▼
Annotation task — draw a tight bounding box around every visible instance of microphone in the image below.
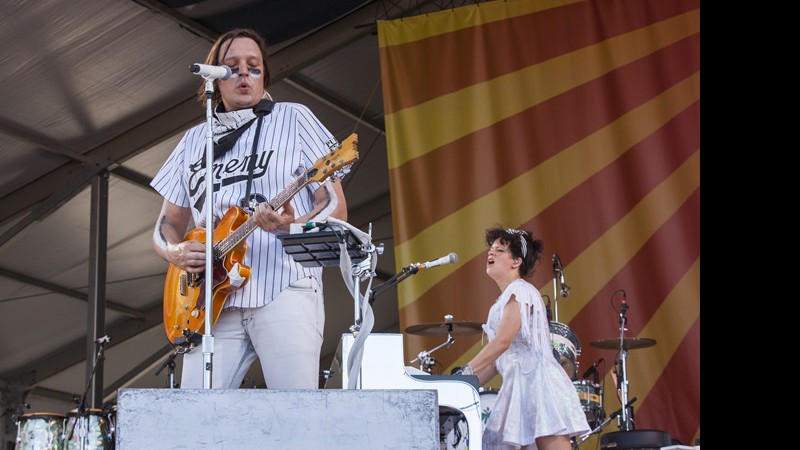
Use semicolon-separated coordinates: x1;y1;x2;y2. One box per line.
553;253;569;297
581;358;605;380
412;253;458;269
621;291;628;316
189;64;233;80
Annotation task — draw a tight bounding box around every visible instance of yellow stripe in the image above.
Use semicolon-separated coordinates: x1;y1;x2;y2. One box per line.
443;160;700;370
395;73;700;310
378;0;585;47
447;258;700;439
620;257;700;405
385;11;700;169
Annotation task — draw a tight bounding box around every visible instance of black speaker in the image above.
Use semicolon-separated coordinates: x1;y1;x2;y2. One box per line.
600;430;672;450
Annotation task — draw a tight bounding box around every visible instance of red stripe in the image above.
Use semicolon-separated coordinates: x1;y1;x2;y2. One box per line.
380;0;700;114
634;318;700;445
389;35;700;245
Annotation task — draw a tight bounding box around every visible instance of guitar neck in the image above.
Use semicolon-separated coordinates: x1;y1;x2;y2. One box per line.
213;174;309;259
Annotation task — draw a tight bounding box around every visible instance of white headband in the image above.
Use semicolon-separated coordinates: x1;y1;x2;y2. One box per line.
506;228;528;258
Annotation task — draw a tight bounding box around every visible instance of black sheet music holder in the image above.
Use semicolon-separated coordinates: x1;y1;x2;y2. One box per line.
277;230;367;267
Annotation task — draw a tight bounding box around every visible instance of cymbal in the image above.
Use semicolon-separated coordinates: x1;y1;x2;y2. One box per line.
589;338;656;350
406;320;483;336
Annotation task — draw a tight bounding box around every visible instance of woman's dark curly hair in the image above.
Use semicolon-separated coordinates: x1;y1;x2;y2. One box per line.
486;227;544;278
197;28;270;109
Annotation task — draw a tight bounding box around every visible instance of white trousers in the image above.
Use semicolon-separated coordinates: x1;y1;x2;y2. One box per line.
180;277;325;389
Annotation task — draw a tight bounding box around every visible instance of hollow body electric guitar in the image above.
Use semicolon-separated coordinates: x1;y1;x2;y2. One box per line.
164;133;358;345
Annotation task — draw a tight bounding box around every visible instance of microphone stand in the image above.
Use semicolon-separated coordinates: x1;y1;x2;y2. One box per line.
369;264;419;306
409;314;456;373
202;77;219;389
65;336;111;449
619;301;632;431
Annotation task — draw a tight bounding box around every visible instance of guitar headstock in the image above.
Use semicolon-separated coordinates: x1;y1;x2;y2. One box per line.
307;133;358;182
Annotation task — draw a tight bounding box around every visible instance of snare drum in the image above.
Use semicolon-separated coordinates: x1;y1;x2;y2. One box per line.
572;380;606;428
14;413;64;450
478;387;500;430
550;322;581;380
64;408;114;450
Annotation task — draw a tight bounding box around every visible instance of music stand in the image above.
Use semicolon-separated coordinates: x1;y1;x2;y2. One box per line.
277;230;367;267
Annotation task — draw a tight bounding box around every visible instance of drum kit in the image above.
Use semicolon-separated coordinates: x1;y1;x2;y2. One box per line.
405;298;656;446
14;408;116;450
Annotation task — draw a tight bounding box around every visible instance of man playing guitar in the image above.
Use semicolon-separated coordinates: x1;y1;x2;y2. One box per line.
151;29;347;389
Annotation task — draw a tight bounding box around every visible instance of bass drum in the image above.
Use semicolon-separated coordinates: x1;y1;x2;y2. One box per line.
14;413;64;450
64;408;114;450
550;322;581;380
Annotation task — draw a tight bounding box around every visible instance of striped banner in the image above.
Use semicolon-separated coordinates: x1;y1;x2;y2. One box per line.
378;0;700;442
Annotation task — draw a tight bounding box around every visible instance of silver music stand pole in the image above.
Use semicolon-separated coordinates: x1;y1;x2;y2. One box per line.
203;77;219;389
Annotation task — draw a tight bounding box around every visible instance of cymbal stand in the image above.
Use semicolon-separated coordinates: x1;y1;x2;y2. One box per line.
▲
§ **Task statement**
Output every line of the entries above as a Markdown table with a Row column for the row number and a Text column for the line, skipping blank lines. Leave the pictures out of the table.

§ **Written reply**
| Row | Text |
|---|---|
| 1 | Annotation task — draw a tight bounding box around every visible instance of microphone in the image below. |
| 2 | Use semicolon-separated coordinates: x1;y1;x2;y2. One box per line. |
| 3 | 553;253;569;297 |
| 4 | 581;358;605;380 |
| 5 | 412;253;458;269 |
| 6 | 621;291;628;316 |
| 7 | 189;64;233;80 |
| 8 | Annotation task — draw a tight bounding box around every visible instance of yellow stripe in the image above. |
| 9 | Use semicolon-separated coordinates: x1;y1;x2;y2. One box per line. |
| 10 | 443;160;700;370 |
| 11 | 395;73;700;310 |
| 12 | 378;0;585;47 |
| 13 | 447;258;700;439 |
| 14 | 620;257;700;405 |
| 15 | 385;11;700;169 |
| 16 | Annotation task — draw a tight bounding box around every visible instance of black speaker in the image above. |
| 17 | Use semicolon-separated coordinates: x1;y1;x2;y2. One box per line. |
| 18 | 600;430;672;450 |
| 19 | Annotation task — draw a tight bounding box around every visible instance of red stripe in the image above. |
| 20 | Use semicolon-separated coordinates: x1;y1;x2;y2. One box per line. |
| 21 | 380;0;700;114 |
| 22 | 634;318;700;445 |
| 23 | 389;35;700;245 |
| 24 | Annotation task — draw a tight bounding box around every visible instance of guitar neck in the image above. |
| 25 | Use semicolon-separated coordinates: x1;y1;x2;y2. One box per line. |
| 26 | 213;174;309;259 |
| 27 | Annotation task — draw a tight bounding box around every visible instance of white headband in the image above. |
| 28 | Use semicolon-separated coordinates: x1;y1;x2;y2. One box per line. |
| 29 | 506;228;528;258 |
| 30 | Annotation task — draw a tight bounding box around every visible instance of black sheet music holder in the image above. |
| 31 | Use semicolon-separated coordinates: x1;y1;x2;y2. One box per line. |
| 32 | 277;230;367;267 |
| 33 | Annotation task — draw a tight bounding box around every visible instance of cymbal in the image above. |
| 34 | Use semicolon-separated coordinates: x1;y1;x2;y2. One box per line. |
| 35 | 589;338;656;350 |
| 36 | 406;320;483;336 |
| 37 | Annotation task — draw a tight bounding box around every visible instance of woman's dark curly hair in the image above. |
| 38 | Use semicolon-separated coordinates: x1;y1;x2;y2. One box per line. |
| 39 | 486;227;544;278 |
| 40 | 197;28;270;109 |
| 41 | Annotation task — draw a tight bounding box around every visible instance of white trousers in the image above. |
| 42 | Use semicolon-separated coordinates: x1;y1;x2;y2. One box per line. |
| 43 | 180;277;325;389 |
| 44 | Annotation task — draw a tight bounding box around every visible instance of hollow body electric guitar in the image above. |
| 45 | Use semicolon-separated coordinates: x1;y1;x2;y2. One box per line. |
| 46 | 164;133;358;345 |
| 47 | Annotation task — draw a tight bounding box around every visible instance of microphone stand in the image above. |
| 48 | Use semicolon-separated coordinates: x1;y1;x2;y2. One box per line. |
| 49 | 369;264;419;306 |
| 50 | 409;314;456;373 |
| 51 | 202;77;219;389 |
| 52 | 65;336;111;449 |
| 53 | 619;301;632;431 |
| 54 | Annotation task — draw a tight bounding box around every visible instance of guitar headstock in the image above. |
| 55 | Use semicolon-separated coordinates: x1;y1;x2;y2. One box per line. |
| 56 | 307;133;358;182 |
| 57 | Annotation task — draw a tight bounding box around every visible instance of snare drum in the image above. |
| 58 | Use semicolon-separated coordinates: x1;y1;x2;y2. One box per line. |
| 59 | 572;380;606;428 |
| 60 | 14;413;64;450 |
| 61 | 478;387;500;430 |
| 62 | 550;322;581;380 |
| 63 | 64;408;114;450 |
| 64 | Annotation task — draw a tight bounding box around every visible instance of music stand in the image above. |
| 65 | Use semicolon-separated coordinates: x1;y1;x2;y2. One box per line. |
| 66 | 277;230;367;267 |
| 67 | Annotation task — draw a tight bounding box around every visible instance of drum kit in the image above. |
| 68 | Use semicolon-separated coordinates: x1;y1;x2;y2. One box per line. |
| 69 | 405;298;656;446 |
| 70 | 14;408;116;450 |
| 71 | Annotation task — draw a tight bounding box around every visible instance of man playing guitar in the image above. |
| 72 | Use semicolon-separated coordinates: x1;y1;x2;y2. One box per line. |
| 73 | 151;29;347;389 |
| 74 | Annotation task — draw a tight bounding box around every visible instance of bass drum in the image above. |
| 75 | Use semicolon-separated coordinates: x1;y1;x2;y2. One box per line. |
| 76 | 14;413;64;450 |
| 77 | 64;408;114;450 |
| 78 | 550;322;581;380 |
| 79 | Annotation task — draw a tight bounding box around every visible instance of striped banner in the image above. |
| 80 | Use semicolon-separated coordinates: x1;y1;x2;y2. One box per line. |
| 81 | 378;0;700;442 |
| 82 | Annotation task — draw a tight bounding box around every visible instance of silver music stand pole in the image above. |
| 83 | Use semicolon-separated coordinates: x1;y1;x2;y2. One box per line. |
| 84 | 203;77;219;389 |
| 85 | Annotation task — draw a tight bounding box around every visible instance of cymbal stand in the image above. |
| 86 | Use semicolon-separated coordinates: x1;y1;x2;y2. One box per line. |